→ Dataset excerpts

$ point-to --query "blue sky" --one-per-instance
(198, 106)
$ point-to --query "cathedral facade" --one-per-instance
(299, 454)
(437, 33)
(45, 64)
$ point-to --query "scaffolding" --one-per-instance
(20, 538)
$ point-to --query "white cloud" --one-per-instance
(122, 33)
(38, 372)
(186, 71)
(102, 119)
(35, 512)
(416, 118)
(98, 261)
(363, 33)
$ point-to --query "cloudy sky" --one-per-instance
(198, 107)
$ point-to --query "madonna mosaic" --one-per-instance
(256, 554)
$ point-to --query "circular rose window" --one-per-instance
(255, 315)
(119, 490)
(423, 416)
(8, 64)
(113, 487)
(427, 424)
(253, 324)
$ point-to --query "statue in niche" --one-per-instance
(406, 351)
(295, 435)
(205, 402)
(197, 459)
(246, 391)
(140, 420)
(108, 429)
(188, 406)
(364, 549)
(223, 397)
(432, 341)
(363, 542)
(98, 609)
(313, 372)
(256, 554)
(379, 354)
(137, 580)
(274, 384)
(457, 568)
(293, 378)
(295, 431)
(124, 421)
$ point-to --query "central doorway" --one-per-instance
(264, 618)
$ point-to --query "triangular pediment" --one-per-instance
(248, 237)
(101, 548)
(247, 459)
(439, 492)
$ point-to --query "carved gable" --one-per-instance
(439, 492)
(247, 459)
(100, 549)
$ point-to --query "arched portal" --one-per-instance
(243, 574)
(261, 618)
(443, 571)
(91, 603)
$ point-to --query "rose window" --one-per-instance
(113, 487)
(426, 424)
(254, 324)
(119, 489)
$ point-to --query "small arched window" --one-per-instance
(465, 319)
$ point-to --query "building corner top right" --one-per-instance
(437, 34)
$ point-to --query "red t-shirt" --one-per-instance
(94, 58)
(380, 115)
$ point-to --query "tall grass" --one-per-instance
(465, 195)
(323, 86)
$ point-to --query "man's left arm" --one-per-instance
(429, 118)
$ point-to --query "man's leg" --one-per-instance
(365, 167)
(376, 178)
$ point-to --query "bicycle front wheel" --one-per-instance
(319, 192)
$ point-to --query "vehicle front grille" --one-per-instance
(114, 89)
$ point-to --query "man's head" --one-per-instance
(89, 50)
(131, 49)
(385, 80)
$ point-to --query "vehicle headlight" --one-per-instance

→ EXERCISE AIM
Copy out the records once more, exactly as they are written.

→ SOLUTION FOR THIS PROBLEM
$ point-to --query "blue sky" --one-per-instance
(198, 106)
$ point-to --query "cathedral facade" --one-per-instance
(299, 454)
(437, 33)
(45, 64)
$ point-to --query "scaffolding" --one-per-instance
(20, 538)
$ point-to --query "white cloud" --one-per-instance
(122, 33)
(38, 372)
(186, 71)
(102, 119)
(35, 512)
(416, 118)
(98, 261)
(363, 33)
$ point-to --query "cloudy sky" --one-per-instance
(198, 107)
$ point-to --query "madonna mosaic" --one-per-instance
(256, 554)
$ point-to --query "circular rose window" --one-per-instance
(255, 315)
(119, 490)
(423, 416)
(8, 64)
(113, 487)
(427, 424)
(253, 324)
$ point-to --query "statue in niche" --one-per-instance
(406, 351)
(295, 435)
(205, 402)
(197, 459)
(246, 391)
(140, 420)
(108, 429)
(188, 406)
(364, 549)
(223, 397)
(432, 341)
(363, 542)
(98, 609)
(313, 372)
(256, 554)
(379, 354)
(137, 580)
(274, 384)
(457, 568)
(293, 378)
(295, 431)
(124, 421)
$ point-to --query "central doorway" --one-per-instance
(264, 618)
$ point-to --query "triangular pediment" --one-per-instance
(248, 237)
(101, 548)
(247, 459)
(439, 492)
$ point-to --query "carved gable" --one-per-instance
(439, 492)
(247, 459)
(100, 549)
$ point-to --query "arched portal" --one-per-instance
(243, 574)
(261, 618)
(443, 571)
(91, 603)
$ point-to --query "rose window" --one-per-instance
(113, 487)
(426, 424)
(254, 324)
(119, 489)
$ point-to --query "small arched window" --one-per-instance
(465, 319)
$ point-to --query "building corner top right" --one-per-instance
(437, 34)
$ point-to --query "red t-shirt" --one-per-instance
(94, 58)
(380, 115)
$ point-to --query "tall grass" --one-per-instance
(465, 195)
(323, 86)
$ point-to --query "man's left arm" --one-per-instance
(429, 118)
$ point-to --query "man's leg" --one-per-instance
(365, 167)
(376, 178)
$ point-to --query "bicycle front wheel" --one-per-instance
(319, 192)
$ point-to --query "vehicle front grille" --one-per-instance
(114, 89)
$ point-to --query "man's head" --one-per-instance
(89, 50)
(131, 49)
(385, 80)
$ point-to --query "vehicle headlight" --one-per-instance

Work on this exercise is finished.